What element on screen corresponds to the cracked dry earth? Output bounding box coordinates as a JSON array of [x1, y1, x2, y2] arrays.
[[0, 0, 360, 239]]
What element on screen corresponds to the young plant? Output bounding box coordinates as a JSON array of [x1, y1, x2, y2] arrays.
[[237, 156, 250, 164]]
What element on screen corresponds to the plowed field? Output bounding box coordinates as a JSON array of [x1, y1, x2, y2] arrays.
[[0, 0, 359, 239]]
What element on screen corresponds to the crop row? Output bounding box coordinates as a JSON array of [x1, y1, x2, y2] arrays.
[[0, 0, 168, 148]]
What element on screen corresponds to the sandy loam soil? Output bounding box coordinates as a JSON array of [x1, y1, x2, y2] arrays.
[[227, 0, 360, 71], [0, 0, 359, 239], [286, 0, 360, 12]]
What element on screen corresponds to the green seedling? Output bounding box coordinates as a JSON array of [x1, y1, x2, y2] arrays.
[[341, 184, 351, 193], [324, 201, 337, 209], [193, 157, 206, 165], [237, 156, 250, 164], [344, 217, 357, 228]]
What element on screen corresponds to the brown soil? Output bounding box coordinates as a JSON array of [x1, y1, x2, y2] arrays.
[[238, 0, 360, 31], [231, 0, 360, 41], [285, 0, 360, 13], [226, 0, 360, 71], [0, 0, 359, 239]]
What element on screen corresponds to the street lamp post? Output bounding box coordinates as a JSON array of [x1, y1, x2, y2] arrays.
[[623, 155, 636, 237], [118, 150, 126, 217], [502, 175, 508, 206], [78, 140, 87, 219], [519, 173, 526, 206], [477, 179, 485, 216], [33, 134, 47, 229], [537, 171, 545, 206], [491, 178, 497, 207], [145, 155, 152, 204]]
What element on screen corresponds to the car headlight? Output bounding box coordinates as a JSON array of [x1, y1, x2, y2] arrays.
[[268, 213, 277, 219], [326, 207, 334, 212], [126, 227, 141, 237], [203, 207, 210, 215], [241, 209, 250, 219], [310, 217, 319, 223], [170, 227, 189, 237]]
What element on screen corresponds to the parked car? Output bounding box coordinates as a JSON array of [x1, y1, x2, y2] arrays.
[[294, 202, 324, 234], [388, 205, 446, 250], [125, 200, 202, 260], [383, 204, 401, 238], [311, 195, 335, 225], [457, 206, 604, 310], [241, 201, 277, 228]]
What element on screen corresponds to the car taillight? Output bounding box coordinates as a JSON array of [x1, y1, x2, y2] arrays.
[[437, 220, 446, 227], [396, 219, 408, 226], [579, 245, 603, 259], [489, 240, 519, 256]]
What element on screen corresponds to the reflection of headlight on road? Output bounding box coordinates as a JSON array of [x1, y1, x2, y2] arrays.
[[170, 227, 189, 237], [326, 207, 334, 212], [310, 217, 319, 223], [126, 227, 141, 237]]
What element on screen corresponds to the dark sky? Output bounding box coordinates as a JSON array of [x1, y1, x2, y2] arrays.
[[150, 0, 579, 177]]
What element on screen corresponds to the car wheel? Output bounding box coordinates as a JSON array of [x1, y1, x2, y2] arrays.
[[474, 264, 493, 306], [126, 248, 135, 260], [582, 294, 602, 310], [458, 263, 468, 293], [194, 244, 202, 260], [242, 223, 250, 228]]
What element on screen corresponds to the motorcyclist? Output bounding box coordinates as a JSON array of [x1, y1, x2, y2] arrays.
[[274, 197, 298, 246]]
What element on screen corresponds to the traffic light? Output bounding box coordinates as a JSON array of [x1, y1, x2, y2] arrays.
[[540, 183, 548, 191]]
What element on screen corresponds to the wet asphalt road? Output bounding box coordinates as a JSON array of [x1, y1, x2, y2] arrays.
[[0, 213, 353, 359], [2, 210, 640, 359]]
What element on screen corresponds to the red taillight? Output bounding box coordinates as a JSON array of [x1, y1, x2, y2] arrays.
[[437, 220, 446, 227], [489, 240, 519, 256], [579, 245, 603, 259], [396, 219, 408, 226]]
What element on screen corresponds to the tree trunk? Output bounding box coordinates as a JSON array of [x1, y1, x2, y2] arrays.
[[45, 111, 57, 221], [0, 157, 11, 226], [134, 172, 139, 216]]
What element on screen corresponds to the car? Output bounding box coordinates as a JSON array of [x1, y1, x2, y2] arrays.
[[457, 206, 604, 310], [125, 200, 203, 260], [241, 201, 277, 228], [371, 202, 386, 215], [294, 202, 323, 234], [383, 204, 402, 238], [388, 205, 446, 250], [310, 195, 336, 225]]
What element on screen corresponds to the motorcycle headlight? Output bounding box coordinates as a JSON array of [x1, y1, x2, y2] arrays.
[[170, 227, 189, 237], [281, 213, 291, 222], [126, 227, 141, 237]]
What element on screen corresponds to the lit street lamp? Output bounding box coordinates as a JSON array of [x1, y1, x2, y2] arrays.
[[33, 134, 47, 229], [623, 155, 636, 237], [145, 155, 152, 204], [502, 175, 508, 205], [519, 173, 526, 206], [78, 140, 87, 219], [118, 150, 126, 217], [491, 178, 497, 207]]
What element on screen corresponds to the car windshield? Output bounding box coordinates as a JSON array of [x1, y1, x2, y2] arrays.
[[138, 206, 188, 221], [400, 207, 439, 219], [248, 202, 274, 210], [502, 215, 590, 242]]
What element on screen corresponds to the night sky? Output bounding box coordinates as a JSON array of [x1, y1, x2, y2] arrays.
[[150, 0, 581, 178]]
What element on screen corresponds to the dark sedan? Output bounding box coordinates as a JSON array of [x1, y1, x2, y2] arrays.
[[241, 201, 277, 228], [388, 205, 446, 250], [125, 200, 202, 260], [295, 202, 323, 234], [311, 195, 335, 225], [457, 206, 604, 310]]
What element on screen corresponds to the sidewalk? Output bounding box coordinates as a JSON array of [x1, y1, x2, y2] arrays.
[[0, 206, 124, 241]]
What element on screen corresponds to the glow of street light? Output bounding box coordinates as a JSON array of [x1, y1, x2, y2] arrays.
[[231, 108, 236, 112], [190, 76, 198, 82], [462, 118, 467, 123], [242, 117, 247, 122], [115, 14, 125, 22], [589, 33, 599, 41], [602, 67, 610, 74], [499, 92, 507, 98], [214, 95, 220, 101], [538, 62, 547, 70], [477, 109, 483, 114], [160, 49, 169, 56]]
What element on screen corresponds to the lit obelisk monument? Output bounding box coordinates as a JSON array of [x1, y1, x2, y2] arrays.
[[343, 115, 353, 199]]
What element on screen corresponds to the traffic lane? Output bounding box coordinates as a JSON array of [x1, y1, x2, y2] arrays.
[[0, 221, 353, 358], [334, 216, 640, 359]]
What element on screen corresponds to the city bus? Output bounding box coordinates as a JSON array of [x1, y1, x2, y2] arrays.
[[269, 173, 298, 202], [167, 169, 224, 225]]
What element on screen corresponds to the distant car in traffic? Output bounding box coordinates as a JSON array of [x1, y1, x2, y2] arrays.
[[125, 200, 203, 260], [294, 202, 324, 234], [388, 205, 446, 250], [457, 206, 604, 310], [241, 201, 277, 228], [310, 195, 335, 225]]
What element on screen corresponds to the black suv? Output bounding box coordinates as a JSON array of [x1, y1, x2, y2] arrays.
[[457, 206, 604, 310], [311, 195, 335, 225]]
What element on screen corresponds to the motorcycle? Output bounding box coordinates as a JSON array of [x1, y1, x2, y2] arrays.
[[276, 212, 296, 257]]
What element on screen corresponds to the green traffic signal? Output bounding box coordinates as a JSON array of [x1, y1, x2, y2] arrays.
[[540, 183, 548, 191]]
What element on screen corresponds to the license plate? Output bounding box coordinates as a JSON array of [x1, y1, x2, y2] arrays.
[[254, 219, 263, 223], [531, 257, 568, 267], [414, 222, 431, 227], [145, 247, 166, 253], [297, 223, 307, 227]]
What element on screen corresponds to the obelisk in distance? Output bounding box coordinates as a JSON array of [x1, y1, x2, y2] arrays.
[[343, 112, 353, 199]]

■ What you should do ■
Exactly and only the lines from the line containing "What element on screen corresponds to the sidewalk?" through the last line of the entries should be copied, both ends included.

■ Output ■
What element on screen corresponds to the sidewalk? Output bounding box coordinates as a JSON array of [x1, y1, x2, y2] arrays.
[[0, 206, 124, 241]]
What element on screen corresponds to the glow of street light? Output bounding box coordinates as a JSON array of [x1, y1, x2, y2] arrays.
[[231, 108, 236, 112], [190, 76, 198, 82], [462, 118, 467, 123], [242, 117, 247, 122], [115, 14, 125, 22], [589, 33, 599, 41], [602, 67, 610, 74], [499, 92, 507, 98], [214, 95, 220, 101], [538, 62, 547, 70], [477, 109, 483, 114], [160, 49, 169, 56]]
What element on screen corresponds to the lit obelisk monument? Output bounding box coordinates as a JSON array of [x1, y1, x2, y2] arrays.
[[343, 115, 353, 199]]
What element on screen corresponds to the traffic lane? Output bounding box coordinates as a JSON array of [x1, y1, x2, y2] arrays.
[[0, 221, 353, 358], [334, 216, 640, 359]]
What element on screen corresponds to the city bus? Output bounding box coordinates as a JSON array of [x1, y1, x2, y2] arrays.
[[269, 173, 298, 202], [167, 169, 224, 225]]
What element on screen corresponds to the distant car in traffic? Output bounding box coordinates as a JSON array of [x1, y1, x2, y2] arrays.
[[125, 200, 203, 260], [294, 202, 324, 234], [388, 205, 446, 250], [457, 206, 604, 310], [241, 201, 277, 228], [310, 195, 335, 225]]
What element on screen corresponds to the black suv? Output bounding box coordinates as a JSON array of [x1, y1, x2, y2] arrays.
[[457, 206, 604, 310], [311, 195, 335, 225]]
What element on screen corresponds to the motorcycle? Output bounding box coordinates as a JSON array of [x1, y1, x2, y2] arrays.
[[276, 212, 296, 257]]
What element on screen corresponds to the green traffic signal? Output bounding box coordinates as a JSON array of [x1, y1, x2, y2] arrays.
[[540, 183, 548, 191]]
What element on screen corresponds to the license plate? Output bounding box coordinates as a JSON array of [x1, y1, x2, y2] arrays.
[[254, 219, 263, 223], [531, 257, 568, 267], [414, 222, 431, 227], [145, 247, 166, 253], [297, 223, 307, 227]]
What element on screen corresponds to the obelisk in distance? Output bounding box coordinates as a JSON array of [x1, y1, x2, y2] arrays.
[[343, 112, 353, 199]]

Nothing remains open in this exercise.